> [PROBLEM REQUIREMENTS] Please copy the material below word for word, keeping every line in its original order.

> [EXERCISE DATA]

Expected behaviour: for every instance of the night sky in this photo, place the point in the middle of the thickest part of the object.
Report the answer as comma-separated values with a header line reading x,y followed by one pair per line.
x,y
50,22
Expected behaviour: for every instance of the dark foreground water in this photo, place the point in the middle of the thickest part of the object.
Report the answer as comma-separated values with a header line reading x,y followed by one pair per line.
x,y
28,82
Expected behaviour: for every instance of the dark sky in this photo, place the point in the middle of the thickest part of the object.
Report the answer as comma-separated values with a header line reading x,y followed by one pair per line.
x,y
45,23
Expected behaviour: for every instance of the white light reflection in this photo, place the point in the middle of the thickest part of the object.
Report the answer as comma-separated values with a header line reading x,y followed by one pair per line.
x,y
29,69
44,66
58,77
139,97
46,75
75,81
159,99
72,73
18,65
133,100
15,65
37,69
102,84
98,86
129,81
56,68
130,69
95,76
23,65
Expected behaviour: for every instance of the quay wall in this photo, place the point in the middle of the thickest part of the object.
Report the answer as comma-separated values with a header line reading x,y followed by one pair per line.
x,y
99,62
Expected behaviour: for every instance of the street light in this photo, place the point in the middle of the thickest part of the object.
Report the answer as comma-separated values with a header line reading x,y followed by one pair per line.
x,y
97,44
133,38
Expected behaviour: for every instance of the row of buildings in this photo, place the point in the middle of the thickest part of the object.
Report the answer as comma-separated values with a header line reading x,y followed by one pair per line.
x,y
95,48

> [ANSWER IN FULL]
Expected behaviour: for every instance of the night sky in this photo, place the point in the middle of the thickest part of the object.
Report the answer as comma-separated values with a header line reading x,y followed by one pair per line.
x,y
50,22
Expected behaviour: for every instance of the dark foreground water in this photo, place the point in the middle of the thickest part of the object.
Report the answer as comma-separated values with a header line reading x,y followed by one pair per line.
x,y
28,82
Expected behaviour: for every instance of the dark sky in this photo, place the point in the middle of the thickest part of the object.
Report the answer as comma-separated values with a header line reading x,y followed by one pair per line.
x,y
45,23
Expected behaviour: for every instance of the white light reflection in this photo, place the point in the middle of the thickest part of the object.
Report the answer as comma-separated values with a header line reading x,y followed by one pair per line.
x,y
29,69
44,66
58,77
139,97
46,75
75,81
159,99
72,73
18,65
133,100
15,65
37,69
102,84
98,86
129,81
56,68
130,69
95,76
23,65
Expected behaviour: for every instance of the quay wall in this photo, place the point in the middle of the thickest part of the object.
Report the answer as comma-separated values with a header line reading x,y followed by one pair per line.
x,y
99,62
Expected behaviour: for every instance of the street light in this photo, place the point in the middle of the thickest part of the object.
Report the answer as comma-separated values with a header line reading x,y followed by one pair per line.
x,y
97,44
133,38
Expected behaviour: for every instance of the row of buildings in this photo, place the point in the middle of the thickest part of the object.
Report the answer as comma-separated values with a header line reading x,y followed by one pair per line.
x,y
95,48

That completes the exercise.